*** Records shown ***
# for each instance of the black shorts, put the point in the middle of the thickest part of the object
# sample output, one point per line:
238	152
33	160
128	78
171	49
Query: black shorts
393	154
*** End of Records shown ***
# Your objective
Say how many lines in the records hold the string "point". Give no other words.

# Completed task
2